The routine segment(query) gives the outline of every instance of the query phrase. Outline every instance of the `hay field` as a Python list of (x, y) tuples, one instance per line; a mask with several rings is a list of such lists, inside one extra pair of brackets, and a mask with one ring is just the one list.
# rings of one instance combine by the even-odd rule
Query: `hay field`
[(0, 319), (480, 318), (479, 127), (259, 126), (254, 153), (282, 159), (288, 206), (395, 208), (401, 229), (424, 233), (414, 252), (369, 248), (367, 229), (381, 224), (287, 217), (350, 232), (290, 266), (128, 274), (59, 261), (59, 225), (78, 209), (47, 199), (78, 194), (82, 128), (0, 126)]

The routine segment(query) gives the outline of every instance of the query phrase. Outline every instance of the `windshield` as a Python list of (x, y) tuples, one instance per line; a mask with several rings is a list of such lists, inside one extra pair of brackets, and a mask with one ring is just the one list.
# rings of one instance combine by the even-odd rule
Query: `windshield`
-*-
▸ Task brief
Could you please print the entire listing exactly?

▸ Output for this task
The routine segment(query) gives the outline of every instance of the query phrase. Outline every instance of the `hay field` as a Python list of (x, y) tuples, one instance per line; a mask with several rings is a list of such lists, inside one extra pair of brackets, and a mask with one ring is just the one list.
# rings of one instance combine by the even-odd rule
Query: `hay field`
[(0, 319), (480, 318), (479, 127), (259, 126), (254, 153), (282, 159), (288, 206), (395, 208), (401, 229), (424, 233), (414, 252), (369, 248), (367, 229), (381, 224), (287, 217), (350, 232), (290, 266), (128, 274), (59, 261), (59, 225), (78, 209), (47, 199), (78, 194), (82, 128), (0, 126)]

The routine segment(query) gives the outline of every instance of the query phrase. Outline every instance of the `windshield` as a Python list of (x, y) tuples, one instance per line; a mask with several rings is a list of such lists, inside one extra pair of brackets, and a mask with one ring is just the one list.
# rings of one instance combine by the even-odd rule
Query: `windshield`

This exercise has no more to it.